** start of Records to process **

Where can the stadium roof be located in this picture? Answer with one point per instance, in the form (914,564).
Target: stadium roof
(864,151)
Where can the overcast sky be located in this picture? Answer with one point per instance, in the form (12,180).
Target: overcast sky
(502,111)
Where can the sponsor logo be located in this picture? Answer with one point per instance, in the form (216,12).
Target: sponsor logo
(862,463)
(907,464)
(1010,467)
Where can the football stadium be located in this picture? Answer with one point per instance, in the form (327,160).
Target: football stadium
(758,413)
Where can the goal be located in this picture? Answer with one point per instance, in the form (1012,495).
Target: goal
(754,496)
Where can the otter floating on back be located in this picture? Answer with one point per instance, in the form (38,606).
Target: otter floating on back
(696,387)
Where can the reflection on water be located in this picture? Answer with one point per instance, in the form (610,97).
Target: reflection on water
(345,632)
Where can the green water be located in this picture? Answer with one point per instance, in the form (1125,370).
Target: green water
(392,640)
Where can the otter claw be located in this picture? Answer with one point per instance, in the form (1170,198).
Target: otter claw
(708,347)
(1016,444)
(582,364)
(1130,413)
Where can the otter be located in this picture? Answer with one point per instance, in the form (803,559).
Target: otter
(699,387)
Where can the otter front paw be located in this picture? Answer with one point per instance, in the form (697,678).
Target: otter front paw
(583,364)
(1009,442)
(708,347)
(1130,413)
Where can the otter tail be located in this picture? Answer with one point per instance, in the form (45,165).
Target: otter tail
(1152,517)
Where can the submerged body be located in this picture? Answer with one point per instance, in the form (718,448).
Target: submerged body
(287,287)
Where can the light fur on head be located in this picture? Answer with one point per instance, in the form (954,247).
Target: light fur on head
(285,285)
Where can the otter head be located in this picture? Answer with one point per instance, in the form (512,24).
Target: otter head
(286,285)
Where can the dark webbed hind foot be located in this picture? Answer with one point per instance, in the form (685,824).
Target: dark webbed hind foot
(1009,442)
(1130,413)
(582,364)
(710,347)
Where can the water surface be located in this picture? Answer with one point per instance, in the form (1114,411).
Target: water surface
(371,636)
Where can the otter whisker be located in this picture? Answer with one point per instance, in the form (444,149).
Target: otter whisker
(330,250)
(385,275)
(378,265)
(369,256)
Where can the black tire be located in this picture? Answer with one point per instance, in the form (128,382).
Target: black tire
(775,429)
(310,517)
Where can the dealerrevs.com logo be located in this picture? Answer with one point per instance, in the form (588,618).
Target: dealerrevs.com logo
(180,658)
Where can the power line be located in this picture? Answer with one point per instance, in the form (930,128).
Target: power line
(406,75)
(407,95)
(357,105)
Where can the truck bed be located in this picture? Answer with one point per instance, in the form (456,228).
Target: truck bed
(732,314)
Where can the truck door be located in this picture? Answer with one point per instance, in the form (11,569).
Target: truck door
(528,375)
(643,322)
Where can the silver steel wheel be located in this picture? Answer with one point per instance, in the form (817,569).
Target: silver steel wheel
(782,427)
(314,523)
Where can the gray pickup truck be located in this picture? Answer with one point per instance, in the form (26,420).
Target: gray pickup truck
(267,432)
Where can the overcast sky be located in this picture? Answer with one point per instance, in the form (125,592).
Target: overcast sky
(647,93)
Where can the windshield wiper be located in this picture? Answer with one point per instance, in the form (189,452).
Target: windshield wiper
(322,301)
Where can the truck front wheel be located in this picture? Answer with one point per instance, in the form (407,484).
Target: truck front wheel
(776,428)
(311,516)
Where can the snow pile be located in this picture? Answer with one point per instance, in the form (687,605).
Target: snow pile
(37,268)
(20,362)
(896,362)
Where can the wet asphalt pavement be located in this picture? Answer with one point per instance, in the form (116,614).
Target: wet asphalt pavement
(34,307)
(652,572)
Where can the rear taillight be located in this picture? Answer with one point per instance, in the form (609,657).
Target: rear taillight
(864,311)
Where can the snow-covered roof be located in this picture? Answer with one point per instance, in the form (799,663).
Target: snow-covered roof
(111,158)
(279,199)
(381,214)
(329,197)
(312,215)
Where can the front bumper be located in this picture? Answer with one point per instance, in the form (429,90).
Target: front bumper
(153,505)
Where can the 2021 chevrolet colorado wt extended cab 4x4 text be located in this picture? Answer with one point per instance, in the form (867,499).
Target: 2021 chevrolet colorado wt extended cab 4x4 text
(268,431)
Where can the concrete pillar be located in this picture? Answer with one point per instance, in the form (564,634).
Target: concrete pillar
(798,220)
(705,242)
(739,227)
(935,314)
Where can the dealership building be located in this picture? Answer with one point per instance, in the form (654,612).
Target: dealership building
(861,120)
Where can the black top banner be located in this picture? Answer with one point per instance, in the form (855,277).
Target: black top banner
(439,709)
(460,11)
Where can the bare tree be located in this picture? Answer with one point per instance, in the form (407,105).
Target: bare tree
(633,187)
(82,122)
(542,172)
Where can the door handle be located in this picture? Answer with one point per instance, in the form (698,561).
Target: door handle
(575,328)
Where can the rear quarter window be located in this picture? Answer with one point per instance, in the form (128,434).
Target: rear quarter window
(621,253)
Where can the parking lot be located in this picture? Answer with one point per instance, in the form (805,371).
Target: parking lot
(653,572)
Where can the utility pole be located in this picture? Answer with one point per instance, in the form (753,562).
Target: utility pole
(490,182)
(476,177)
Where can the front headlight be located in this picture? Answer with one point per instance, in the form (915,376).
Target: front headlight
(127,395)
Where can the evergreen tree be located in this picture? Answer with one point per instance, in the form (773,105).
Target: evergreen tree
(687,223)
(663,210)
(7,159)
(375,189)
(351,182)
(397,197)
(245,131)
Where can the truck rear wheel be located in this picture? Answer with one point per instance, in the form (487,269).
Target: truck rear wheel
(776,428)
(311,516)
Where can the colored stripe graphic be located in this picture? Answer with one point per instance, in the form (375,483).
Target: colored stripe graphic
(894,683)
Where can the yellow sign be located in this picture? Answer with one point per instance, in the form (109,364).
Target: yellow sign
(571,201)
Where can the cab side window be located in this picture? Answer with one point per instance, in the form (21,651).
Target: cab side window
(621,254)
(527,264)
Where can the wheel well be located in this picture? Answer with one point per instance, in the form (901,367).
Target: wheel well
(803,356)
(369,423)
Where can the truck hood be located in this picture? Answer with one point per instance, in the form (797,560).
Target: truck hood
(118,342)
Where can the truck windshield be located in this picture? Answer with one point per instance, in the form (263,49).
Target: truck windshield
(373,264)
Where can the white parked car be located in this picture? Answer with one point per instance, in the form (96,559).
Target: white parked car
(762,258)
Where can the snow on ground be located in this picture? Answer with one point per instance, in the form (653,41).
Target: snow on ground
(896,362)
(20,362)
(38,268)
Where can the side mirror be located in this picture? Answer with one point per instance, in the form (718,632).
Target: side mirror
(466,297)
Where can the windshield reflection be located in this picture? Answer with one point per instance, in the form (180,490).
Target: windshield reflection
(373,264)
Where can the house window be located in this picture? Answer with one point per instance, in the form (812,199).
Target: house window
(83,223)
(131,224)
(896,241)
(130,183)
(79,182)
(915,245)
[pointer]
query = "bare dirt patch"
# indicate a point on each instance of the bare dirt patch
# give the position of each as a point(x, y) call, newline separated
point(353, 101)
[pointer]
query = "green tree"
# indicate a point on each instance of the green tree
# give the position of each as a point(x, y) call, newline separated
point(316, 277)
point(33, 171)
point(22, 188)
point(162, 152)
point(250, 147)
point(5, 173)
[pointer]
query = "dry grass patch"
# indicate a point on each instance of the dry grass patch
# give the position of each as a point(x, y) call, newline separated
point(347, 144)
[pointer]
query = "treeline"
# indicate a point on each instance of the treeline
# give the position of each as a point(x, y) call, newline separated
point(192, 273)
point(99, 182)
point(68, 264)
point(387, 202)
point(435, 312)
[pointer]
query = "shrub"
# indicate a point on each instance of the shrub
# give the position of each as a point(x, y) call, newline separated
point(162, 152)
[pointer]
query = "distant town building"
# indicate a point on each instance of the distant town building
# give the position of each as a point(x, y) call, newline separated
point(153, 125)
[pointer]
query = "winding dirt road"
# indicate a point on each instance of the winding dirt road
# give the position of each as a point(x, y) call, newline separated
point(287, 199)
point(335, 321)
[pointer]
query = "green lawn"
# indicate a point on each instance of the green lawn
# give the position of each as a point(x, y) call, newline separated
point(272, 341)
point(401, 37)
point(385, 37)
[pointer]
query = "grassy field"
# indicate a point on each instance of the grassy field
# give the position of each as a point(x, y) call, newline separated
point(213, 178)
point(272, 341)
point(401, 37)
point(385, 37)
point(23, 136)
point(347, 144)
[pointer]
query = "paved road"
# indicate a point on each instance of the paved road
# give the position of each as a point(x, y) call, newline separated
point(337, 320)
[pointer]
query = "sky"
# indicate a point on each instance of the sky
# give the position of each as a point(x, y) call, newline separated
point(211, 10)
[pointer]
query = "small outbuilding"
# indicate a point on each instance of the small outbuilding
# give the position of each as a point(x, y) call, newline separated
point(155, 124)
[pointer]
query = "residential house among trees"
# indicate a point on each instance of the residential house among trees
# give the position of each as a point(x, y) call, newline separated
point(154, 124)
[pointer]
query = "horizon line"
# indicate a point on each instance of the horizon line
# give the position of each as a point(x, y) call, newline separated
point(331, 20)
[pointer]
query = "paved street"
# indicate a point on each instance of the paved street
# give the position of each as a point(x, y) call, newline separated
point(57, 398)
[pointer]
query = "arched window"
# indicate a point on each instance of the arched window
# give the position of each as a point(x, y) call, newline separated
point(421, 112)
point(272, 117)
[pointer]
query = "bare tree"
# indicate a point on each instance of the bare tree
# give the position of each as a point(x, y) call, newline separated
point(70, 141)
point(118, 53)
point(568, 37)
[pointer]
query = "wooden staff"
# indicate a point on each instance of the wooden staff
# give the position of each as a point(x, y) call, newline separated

** end of Records to process **

Stated task: Copy out the material above word for word, starting at the line containing "Where can the windshield reflection" and ending at the line containing "point(5, 173)". Include both of those lines.

Result:
Where can the windshield reflection be located in this picture? Answer with one point per instance, in the form (180,490).
Target: windshield reflection
(373,264)
Where can the house window be located in this picture? Answer with one point per instance, in the form (812,199).
Target: house window
(83,223)
(131,224)
(896,241)
(130,183)
(79,182)
(915,245)
[pointer]
query = "bare dirt patch"
# indicate a point on each instance of the bare dirt patch
# give the position of each as a point(x, y) call, newline separated
point(353, 101)
[pointer]
query = "green tree"
# indicate a point on each instance of the green tree
# give the position of each as a point(x, y) call, newline separated
point(316, 277)
point(33, 171)
point(22, 188)
point(162, 152)
point(250, 147)
point(5, 173)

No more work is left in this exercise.